## REQUEST
Reproduce, character for character, the material below from the line with "of the pavement" to the line with "x=45, y=152", including both of those lines and nothing outside them.

## AVAILABLE DATA

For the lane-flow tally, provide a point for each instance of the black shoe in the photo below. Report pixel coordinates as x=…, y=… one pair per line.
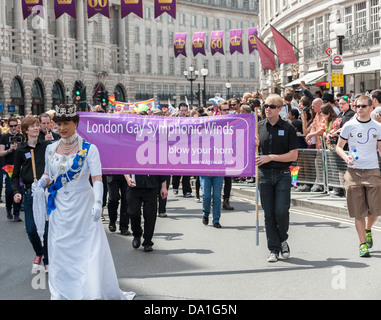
x=148, y=248
x=125, y=232
x=112, y=227
x=136, y=242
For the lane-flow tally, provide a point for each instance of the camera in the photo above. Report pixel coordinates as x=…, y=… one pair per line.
x=15, y=139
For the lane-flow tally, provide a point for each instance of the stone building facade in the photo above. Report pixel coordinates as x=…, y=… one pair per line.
x=41, y=60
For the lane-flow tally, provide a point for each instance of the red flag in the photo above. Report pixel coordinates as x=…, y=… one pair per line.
x=266, y=55
x=284, y=48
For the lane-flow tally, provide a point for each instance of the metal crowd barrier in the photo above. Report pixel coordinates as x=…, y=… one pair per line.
x=321, y=167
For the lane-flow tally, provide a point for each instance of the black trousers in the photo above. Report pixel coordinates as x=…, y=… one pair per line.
x=185, y=182
x=163, y=202
x=117, y=190
x=227, y=187
x=137, y=197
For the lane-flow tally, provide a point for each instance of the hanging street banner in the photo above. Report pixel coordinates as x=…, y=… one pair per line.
x=168, y=6
x=198, y=43
x=180, y=41
x=62, y=6
x=32, y=6
x=252, y=32
x=235, y=40
x=190, y=146
x=131, y=6
x=217, y=42
x=98, y=6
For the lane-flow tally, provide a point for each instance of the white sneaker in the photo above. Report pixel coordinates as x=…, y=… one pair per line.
x=273, y=257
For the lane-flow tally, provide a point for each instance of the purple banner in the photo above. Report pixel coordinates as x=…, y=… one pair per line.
x=235, y=40
x=198, y=43
x=180, y=41
x=131, y=6
x=217, y=42
x=65, y=6
x=168, y=6
x=98, y=6
x=190, y=146
x=34, y=6
x=252, y=32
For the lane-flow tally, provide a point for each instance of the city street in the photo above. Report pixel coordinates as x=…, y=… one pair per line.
x=193, y=261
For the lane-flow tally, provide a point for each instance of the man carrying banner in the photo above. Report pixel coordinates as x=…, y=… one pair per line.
x=278, y=144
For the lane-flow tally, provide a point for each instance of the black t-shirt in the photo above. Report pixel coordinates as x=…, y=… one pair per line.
x=7, y=140
x=280, y=138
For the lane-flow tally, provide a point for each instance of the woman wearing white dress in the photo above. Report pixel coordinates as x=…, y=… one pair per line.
x=80, y=261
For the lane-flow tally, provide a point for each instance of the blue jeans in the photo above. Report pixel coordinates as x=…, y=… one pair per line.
x=207, y=183
x=31, y=229
x=275, y=193
x=9, y=197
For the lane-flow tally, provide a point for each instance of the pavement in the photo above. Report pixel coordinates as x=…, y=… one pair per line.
x=191, y=261
x=313, y=201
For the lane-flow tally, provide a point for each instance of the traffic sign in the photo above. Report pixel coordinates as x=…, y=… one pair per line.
x=338, y=79
x=337, y=61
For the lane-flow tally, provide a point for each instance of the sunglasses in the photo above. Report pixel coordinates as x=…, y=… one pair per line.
x=271, y=106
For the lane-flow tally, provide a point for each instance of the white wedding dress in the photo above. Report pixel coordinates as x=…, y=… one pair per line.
x=80, y=261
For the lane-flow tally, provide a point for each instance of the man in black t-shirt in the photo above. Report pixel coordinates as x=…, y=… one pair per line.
x=9, y=142
x=278, y=145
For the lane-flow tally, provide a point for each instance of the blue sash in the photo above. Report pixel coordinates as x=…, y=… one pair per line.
x=76, y=167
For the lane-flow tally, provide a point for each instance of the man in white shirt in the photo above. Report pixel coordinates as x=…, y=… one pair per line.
x=375, y=95
x=363, y=176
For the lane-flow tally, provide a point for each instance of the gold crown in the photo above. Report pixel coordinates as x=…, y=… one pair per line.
x=66, y=110
x=252, y=39
x=198, y=43
x=64, y=1
x=179, y=44
x=235, y=41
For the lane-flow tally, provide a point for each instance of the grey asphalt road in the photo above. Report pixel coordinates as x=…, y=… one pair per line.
x=193, y=261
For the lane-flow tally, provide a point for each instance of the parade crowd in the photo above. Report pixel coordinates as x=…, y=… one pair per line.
x=45, y=152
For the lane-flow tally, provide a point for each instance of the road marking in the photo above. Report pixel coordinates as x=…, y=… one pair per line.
x=313, y=214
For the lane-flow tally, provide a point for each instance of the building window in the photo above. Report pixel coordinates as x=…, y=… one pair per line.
x=240, y=69
x=218, y=68
x=149, y=63
x=148, y=36
x=361, y=17
x=160, y=64
x=137, y=35
x=252, y=69
x=159, y=38
x=137, y=62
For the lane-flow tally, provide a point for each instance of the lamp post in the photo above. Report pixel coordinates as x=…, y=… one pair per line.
x=204, y=73
x=228, y=86
x=340, y=29
x=191, y=76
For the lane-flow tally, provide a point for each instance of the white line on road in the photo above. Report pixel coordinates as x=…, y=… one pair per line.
x=313, y=214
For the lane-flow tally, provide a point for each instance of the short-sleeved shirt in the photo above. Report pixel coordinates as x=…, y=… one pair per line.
x=279, y=138
x=362, y=138
x=318, y=124
x=7, y=140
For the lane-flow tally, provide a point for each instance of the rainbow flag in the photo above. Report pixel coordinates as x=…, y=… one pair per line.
x=294, y=175
x=9, y=169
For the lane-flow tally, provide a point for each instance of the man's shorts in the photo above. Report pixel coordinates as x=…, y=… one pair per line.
x=363, y=192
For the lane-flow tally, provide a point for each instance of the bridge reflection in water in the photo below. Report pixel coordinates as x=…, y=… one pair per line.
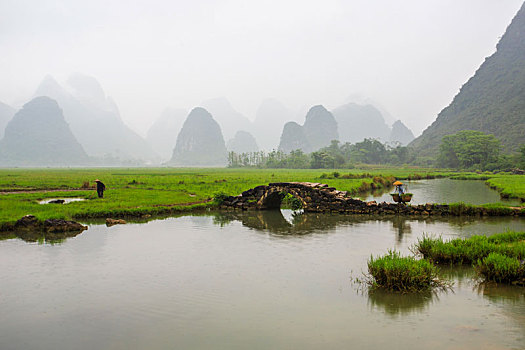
x=301, y=223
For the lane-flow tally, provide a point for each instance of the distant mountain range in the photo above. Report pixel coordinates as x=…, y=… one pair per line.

## ANSWER TO THE EXERCISE
For the lane-flow tally, provide a point for each instance of the pavement in the photo above. Report pixel coordinates as x=…, y=… one pair per line.
x=191, y=261
x=313, y=201
For the lane-flow tally, provide a point for each instance of the traffic sign in the photo above. Report pixel coordinates as x=…, y=… one pair per line.
x=338, y=79
x=337, y=61
For the lane-flow tally, provide a point for each instance of the sunglasses in the photo above. Report pixel coordinates as x=…, y=… one pair per line.
x=271, y=106
For the lane-flow tally, provide a point for each instance of the white wedding dress in the photo above. Report pixel coordinates as x=…, y=… one pair per line.
x=80, y=261
For the lane-flow tally, provide a point for each instance of the man in black t-shirt in the photo above. Report pixel coordinates as x=…, y=… one pair per line.
x=9, y=142
x=278, y=145
For the lane-flow tally, provide a point for each instance of the blue sash in the photo above. Report pixel coordinates as x=…, y=… one pair per line.
x=76, y=167
For the lane-flow tally, provide a point for each instance of the man in white shirt in the photo above. Report pixel coordinates as x=…, y=… one pair per line.
x=375, y=95
x=363, y=176
For the lane-flow tally, provide a point for each instance of the gold crown in the photo above. Report pixel coordinates as x=…, y=… one pair per line.
x=66, y=110
x=252, y=39
x=198, y=43
x=64, y=1
x=179, y=44
x=235, y=41
For the lane-flow tally, provide a point for each instance of the grey asphalt road in the photo above. Report pixel coordinates as x=…, y=… one pair per line.
x=193, y=261
For the lane-flow tally, provide a point for each instance of the parade crowd in the photo above. Report pixel coordinates as x=…, y=… one pair per line.
x=45, y=152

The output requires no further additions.